▸ FRAGMENTO ORIGINAL
━━━━━━━━━━━━━━━━━━━━
La polémica sobre la publicación de «El odio», el libro en
el que Luisgé Martín profundiza en la mente de José Bretón como asesino de sus
dos hijos, me ha trasladado directamente
a «Yo, comandante de Auschwitz». Obviamente no he/hemos leído el libro de
Anagrama, pero ambos coinciden conceptualmente en su génesis si atendemos el
razonamiento que Luisgé Martín está haciendo valer en estas semanas de exposición
de motivos de su nueva obra. «A menudo se
dice que el amor, el poder y el dinero —en ese o en otro orden— mueven el
mundo. Pero yo me inclino a pensar que es más frecuentemente el odio quien lo
hace. Es el que exige menos constancia, el que puede cambiar el rumbo de la
vida con un solo acto».
━━━━━━━━━━━━━━━━━━━━
▸ FILAS DE DATOS
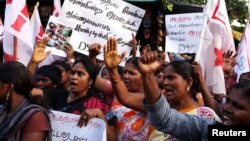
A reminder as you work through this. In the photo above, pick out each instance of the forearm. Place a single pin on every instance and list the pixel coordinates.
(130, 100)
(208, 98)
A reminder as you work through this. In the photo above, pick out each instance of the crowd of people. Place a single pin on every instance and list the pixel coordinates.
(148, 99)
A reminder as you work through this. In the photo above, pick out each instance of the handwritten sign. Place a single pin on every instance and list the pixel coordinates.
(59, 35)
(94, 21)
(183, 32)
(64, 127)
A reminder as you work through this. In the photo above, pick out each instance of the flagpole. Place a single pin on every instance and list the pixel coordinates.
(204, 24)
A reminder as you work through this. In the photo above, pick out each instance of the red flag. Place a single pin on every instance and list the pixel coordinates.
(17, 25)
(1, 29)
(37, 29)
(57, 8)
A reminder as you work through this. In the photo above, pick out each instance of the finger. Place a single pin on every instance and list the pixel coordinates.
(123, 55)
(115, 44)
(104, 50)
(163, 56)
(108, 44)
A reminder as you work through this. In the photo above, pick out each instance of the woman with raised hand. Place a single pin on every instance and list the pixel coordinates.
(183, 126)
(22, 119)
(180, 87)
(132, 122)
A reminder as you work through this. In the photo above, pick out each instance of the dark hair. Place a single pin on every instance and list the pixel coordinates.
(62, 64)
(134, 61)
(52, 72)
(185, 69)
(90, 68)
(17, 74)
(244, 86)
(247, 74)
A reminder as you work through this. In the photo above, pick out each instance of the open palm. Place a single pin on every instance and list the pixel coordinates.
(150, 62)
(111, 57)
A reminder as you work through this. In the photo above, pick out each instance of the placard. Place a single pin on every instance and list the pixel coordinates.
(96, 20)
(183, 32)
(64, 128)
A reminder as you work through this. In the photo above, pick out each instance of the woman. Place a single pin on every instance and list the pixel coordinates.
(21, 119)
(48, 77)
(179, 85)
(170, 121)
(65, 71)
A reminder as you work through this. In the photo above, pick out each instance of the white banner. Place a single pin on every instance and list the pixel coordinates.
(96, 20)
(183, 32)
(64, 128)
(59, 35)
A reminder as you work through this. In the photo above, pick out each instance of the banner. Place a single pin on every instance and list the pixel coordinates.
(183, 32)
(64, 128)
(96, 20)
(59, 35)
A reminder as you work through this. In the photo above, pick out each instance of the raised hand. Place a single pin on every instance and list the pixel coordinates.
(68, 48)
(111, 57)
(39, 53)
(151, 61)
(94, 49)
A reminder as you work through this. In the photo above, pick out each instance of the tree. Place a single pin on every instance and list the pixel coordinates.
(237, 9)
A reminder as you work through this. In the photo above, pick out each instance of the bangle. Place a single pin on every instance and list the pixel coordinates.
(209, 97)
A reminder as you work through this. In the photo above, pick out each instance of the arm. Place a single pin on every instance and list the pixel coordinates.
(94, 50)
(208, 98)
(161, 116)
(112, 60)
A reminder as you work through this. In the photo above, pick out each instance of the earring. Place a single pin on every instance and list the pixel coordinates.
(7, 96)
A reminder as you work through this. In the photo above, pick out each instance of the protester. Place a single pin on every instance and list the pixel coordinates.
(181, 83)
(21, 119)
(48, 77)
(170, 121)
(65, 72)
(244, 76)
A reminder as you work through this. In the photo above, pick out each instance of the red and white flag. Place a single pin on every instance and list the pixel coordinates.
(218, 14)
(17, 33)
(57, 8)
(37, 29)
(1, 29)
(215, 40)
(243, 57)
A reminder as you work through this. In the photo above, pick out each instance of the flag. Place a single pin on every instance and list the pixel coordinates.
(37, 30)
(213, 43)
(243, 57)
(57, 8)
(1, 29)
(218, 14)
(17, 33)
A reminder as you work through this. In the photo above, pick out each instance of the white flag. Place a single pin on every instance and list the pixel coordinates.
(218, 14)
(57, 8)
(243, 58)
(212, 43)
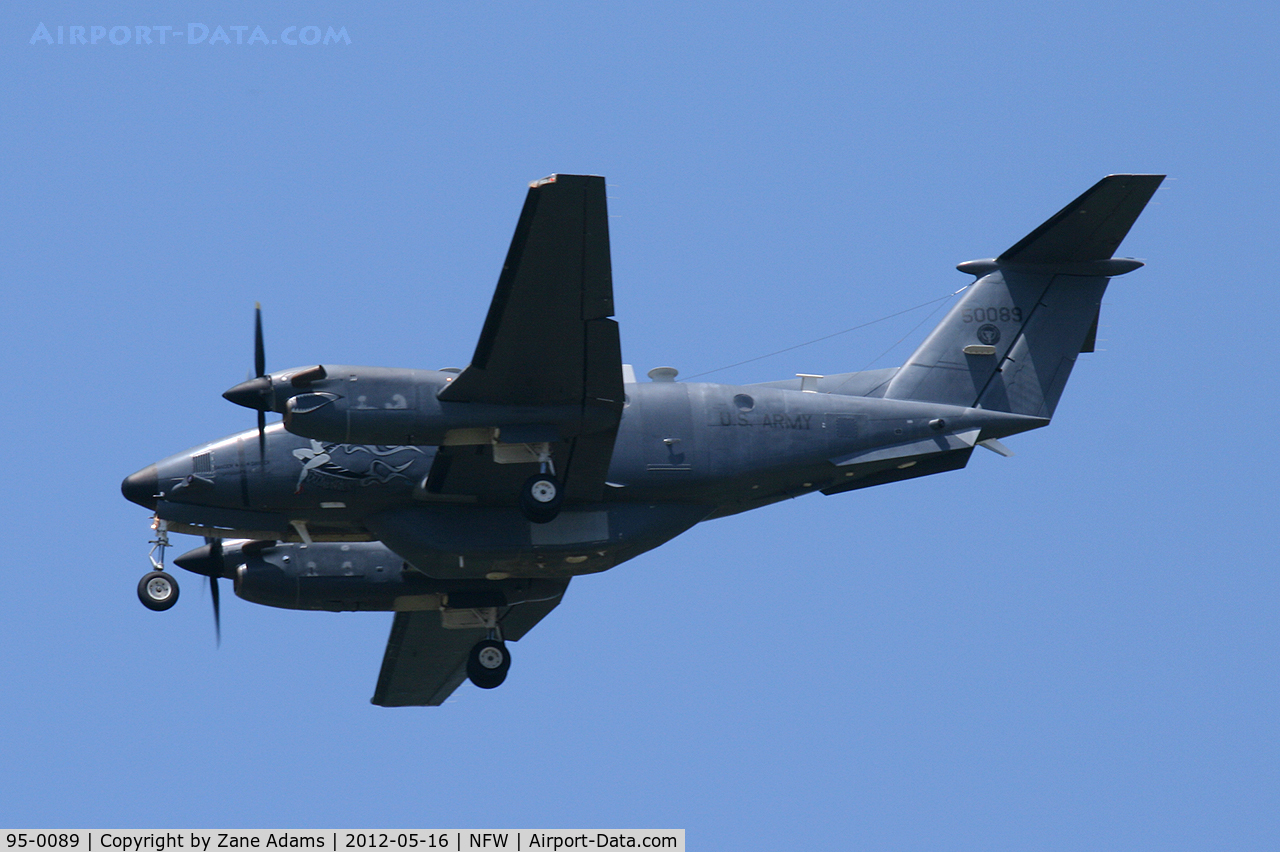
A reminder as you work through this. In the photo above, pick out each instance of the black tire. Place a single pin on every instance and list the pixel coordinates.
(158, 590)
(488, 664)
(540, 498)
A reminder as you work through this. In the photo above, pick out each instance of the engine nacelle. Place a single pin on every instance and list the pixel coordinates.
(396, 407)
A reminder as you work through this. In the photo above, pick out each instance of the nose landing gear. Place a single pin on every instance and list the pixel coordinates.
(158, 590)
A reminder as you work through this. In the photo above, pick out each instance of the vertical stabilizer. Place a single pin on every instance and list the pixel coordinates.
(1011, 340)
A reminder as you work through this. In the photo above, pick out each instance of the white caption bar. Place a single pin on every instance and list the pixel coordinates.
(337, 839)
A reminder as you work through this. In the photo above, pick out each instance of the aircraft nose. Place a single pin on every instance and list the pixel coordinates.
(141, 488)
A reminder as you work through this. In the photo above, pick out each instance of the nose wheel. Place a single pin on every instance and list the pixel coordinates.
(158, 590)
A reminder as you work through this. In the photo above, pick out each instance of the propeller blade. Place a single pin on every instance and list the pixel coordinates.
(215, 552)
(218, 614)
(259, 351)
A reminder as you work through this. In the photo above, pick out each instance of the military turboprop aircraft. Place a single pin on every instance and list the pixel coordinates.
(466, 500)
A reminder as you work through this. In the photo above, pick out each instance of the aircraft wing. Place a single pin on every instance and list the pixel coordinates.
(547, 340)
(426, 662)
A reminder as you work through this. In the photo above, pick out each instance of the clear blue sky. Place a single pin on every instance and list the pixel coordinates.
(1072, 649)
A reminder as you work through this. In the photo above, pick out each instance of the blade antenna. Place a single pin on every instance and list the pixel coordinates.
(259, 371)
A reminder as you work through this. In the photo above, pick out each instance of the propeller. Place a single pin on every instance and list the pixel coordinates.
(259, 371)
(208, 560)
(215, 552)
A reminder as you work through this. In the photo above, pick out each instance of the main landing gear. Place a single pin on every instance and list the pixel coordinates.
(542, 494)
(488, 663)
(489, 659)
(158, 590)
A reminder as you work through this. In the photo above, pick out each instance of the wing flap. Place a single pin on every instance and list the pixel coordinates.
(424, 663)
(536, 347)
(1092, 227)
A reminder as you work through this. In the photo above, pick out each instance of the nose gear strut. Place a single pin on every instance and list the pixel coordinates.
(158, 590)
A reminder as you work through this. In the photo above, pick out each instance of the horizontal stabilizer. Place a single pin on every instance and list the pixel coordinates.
━━━━━━━━━━━━━━━━━━━━
▸ TAREAS PROPUESTAS
- A) Según la cita que recoge el fragmento sobre el libro «El odio», ¿qué tres cosas se dice a menudo que mueven el mundo?
- B) Selecciona cada línea de las filas que contenga la palabra "white".
El fragmento y las filas son materiales independientes entre sí.

▸ TAREAS RESUELTAS
- A) El amor, el poder y el dinero.

- B)
A reminder as you work through this. In the photo above, pick out each instance of the white banner. Place a single pin on every instance and list the pixel coordinates.
A reminder as you work through this. In the photo above, pick out each instance of the red and white flag. Place a single pin on every instance and list the pixel coordinates.
A reminder as you work through this. In the photo above, pick out each instance of the white flag. Place a single pin on every instance and list the pixel coordinates.
A reminder as you work through this. In the photo above, pick out each instance of the white caption bar. Place a single pin on every instance and list the pixel coordinates.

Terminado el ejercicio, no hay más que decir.